PROBLEM TO WORK ON: Give the number of lines below that contain "blue", with no other output.
DATA IN THIS EXERCISE Block Start
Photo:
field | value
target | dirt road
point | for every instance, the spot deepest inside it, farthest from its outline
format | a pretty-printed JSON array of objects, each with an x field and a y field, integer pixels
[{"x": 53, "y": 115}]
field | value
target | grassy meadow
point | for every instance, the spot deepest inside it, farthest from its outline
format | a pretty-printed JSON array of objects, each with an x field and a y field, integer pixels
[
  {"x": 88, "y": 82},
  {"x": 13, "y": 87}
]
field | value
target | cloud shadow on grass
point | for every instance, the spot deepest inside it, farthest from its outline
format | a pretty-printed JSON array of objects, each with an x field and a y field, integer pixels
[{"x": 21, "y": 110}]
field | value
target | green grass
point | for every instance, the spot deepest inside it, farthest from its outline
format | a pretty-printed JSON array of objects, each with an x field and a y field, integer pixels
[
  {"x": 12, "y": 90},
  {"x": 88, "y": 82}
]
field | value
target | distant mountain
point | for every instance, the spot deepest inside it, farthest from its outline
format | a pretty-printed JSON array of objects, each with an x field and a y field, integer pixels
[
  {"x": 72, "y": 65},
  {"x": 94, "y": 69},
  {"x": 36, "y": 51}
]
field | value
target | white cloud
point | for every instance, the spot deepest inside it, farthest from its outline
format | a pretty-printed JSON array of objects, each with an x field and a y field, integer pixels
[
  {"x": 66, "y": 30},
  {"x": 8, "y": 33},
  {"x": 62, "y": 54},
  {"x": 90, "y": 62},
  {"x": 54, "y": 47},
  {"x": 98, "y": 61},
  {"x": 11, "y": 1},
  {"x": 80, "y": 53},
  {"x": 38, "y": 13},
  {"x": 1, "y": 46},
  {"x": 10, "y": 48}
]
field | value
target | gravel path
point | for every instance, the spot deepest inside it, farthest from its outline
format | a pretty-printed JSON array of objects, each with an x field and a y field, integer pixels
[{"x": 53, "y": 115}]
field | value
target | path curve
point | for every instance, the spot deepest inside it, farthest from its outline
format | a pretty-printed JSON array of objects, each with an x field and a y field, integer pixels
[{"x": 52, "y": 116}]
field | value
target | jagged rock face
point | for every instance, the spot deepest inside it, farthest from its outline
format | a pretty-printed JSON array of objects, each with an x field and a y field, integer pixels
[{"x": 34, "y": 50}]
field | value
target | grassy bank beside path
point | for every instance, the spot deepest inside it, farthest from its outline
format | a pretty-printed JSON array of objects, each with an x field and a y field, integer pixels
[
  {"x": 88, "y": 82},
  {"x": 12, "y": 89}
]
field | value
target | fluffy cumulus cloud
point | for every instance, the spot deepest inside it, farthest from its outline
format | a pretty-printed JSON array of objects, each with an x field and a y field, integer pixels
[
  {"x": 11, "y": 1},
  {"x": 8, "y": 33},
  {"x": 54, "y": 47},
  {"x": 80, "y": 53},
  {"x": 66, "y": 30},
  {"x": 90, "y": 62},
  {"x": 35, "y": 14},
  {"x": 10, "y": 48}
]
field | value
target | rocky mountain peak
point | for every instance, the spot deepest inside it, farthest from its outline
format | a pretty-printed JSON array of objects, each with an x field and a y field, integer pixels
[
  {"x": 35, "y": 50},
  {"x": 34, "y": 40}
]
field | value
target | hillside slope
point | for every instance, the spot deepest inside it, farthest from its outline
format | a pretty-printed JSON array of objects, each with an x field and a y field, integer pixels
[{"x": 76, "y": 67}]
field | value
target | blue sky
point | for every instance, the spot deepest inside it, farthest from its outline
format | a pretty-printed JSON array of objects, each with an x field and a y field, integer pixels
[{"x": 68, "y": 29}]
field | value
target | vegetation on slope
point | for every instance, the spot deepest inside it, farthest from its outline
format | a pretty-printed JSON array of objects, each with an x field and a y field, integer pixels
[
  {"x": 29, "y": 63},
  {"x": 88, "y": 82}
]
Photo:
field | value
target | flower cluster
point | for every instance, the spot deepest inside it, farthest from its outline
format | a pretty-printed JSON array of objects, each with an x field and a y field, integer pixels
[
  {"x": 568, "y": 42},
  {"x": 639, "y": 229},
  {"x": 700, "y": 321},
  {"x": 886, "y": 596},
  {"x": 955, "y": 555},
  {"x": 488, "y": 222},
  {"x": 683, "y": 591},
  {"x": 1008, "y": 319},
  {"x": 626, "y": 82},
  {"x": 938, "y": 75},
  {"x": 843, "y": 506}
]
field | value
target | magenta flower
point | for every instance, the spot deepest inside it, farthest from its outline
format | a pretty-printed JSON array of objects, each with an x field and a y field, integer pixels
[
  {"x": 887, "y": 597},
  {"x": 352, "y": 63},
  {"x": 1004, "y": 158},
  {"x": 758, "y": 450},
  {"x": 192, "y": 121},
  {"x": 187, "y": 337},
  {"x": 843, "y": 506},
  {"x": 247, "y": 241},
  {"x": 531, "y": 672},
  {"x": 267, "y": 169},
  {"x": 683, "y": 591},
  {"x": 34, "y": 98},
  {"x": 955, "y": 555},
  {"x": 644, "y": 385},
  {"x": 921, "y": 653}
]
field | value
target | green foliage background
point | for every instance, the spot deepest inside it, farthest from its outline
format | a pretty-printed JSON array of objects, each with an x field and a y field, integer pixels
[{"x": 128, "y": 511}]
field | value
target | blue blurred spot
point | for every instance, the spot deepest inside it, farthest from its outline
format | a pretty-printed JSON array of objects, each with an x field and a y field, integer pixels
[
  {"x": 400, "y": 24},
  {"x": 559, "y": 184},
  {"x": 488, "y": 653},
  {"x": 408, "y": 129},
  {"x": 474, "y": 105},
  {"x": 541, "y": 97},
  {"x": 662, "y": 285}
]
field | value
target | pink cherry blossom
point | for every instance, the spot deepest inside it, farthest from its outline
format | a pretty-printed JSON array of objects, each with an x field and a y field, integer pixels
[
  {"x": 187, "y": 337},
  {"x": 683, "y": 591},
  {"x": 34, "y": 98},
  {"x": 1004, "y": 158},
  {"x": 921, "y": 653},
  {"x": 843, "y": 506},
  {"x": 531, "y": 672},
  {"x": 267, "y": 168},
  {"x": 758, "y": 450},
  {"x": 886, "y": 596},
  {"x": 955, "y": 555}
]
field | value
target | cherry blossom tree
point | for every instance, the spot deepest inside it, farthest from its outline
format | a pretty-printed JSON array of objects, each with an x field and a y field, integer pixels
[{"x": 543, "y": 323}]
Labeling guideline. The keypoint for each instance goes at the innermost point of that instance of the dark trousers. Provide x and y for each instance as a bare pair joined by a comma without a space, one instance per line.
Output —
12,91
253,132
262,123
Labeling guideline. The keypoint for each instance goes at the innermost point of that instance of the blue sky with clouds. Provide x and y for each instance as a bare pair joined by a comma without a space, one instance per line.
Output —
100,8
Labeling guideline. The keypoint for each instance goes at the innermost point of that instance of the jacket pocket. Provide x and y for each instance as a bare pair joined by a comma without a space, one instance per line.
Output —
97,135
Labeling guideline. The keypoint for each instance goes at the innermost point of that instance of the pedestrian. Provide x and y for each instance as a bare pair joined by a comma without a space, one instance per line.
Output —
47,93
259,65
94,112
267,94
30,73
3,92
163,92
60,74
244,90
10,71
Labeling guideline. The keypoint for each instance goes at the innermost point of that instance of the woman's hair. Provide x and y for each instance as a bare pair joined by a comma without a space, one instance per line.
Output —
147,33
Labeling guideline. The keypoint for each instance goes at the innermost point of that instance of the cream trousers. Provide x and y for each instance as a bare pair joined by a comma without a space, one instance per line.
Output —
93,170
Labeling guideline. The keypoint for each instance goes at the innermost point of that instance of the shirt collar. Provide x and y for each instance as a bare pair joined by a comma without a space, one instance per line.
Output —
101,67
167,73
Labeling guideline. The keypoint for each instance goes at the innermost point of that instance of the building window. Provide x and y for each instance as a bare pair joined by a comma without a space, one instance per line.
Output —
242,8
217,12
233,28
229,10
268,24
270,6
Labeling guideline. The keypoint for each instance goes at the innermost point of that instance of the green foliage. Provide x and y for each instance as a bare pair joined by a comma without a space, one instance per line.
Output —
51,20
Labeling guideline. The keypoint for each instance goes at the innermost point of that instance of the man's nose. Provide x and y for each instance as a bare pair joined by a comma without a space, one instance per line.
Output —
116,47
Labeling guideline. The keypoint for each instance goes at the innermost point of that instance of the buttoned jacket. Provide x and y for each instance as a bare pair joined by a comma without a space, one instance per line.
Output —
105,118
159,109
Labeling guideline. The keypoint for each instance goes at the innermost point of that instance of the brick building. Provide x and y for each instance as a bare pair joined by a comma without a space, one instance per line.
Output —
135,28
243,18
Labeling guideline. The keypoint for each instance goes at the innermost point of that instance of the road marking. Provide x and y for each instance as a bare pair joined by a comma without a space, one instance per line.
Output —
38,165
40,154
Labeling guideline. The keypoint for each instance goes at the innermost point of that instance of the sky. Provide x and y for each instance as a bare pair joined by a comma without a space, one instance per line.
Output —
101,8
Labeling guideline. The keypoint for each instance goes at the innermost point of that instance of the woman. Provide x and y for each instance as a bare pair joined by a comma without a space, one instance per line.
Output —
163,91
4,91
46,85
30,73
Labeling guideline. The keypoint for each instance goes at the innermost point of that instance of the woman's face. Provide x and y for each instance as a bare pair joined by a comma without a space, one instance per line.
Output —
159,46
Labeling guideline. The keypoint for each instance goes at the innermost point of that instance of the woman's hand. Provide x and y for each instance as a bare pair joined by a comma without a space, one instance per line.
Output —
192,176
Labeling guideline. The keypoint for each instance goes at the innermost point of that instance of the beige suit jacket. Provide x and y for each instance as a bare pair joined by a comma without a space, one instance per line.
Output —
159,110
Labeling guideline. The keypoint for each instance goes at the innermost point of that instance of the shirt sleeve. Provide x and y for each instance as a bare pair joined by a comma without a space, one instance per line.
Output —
DATA IN THIS EXERCISE Block End
ANSWER: 3